AUFGABENSTELLUNG: Schreiben Sie den folgenden Bericht über die Ermittlungen zu den Bali-Anschlägen im Anschluss an seinen letzten Satz weiter.

BEREITGESTELLTER TEXT:
BANGKOK taz ■ Die indonesische Polizei will in einer der Wohnungen des mutmaßlichen Drahtziehers der Bali-Anschläge, Imam Samudra, Videobänder und Bücher von Ussama Bin Laden entdeckt haben. Das Gebäude nahe der zentraljavanischen Stadt Solo sei nur drei Kilometer von der Islamschule Pondok Ngruki entfernt. Hier hatte noch bis vor kurzem der inzwischen verhaftete Abu Bakar Bashir, Gründungsvater der Schule und Führer der radikal-islamistischen Jemaah Islamiyah (JI) gewirkt.

ABSCHNITT DES DATENSATZES:
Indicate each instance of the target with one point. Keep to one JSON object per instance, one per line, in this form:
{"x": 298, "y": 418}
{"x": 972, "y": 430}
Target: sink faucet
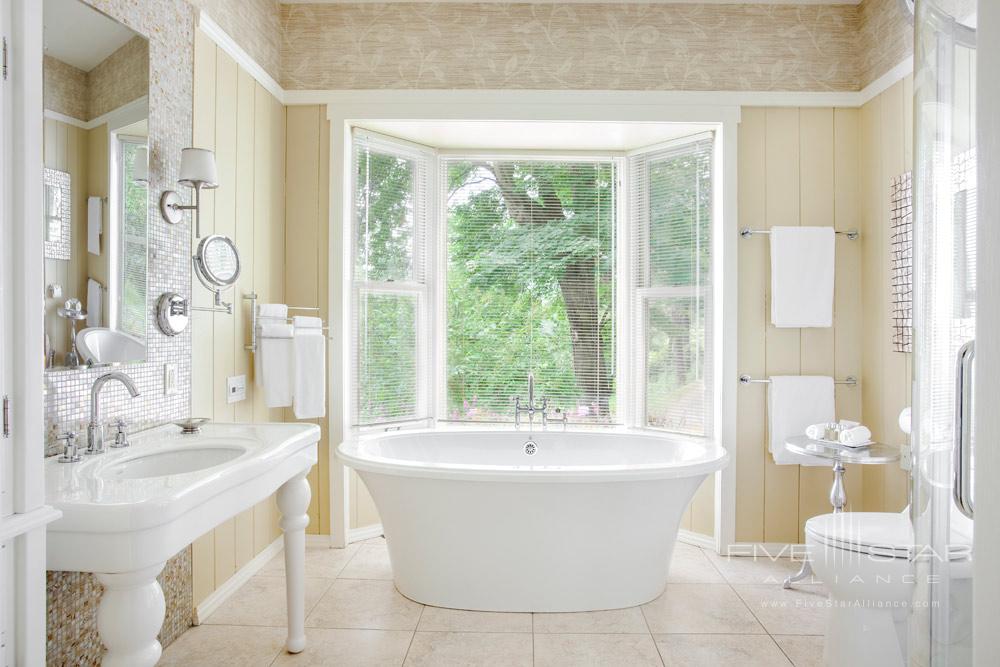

ERGEBNIS DER AUFGABE:
Ein Nachbar des am vergangenen Donnerstag verhafteten Samudra hatte ausgesagt, jener habe das Haus für insgesamt drei Monate gemietet, sei aber drei Tage vor den Bali-Anschlägen ausgezogen. Bei einer weiteren Hausdurchsuchung in der Region wurden laut Polizeiangaben Munition und mögliche Utensilien zum Bombenbau gefunden. Der Chef der zum internationalen Ermittlungsteam gehörenden Australien Federal Police (AFP), Mick Keelty, bestätigte den Fund und betonte zugleich, dass es nach wie unklar sei, ob Ussama Bin Ladens Terrornetzwerk al-Qaida in die Bombenattentate verwickelt sei. Für jemanden von australischer Ermittlerseite ist das erstaunlich zurückhaltend. Schließlich waren es Australien und die USA, die al-Qaida und die JI von Anfang an hinter den Bali-Anschlägen vermutet hatten.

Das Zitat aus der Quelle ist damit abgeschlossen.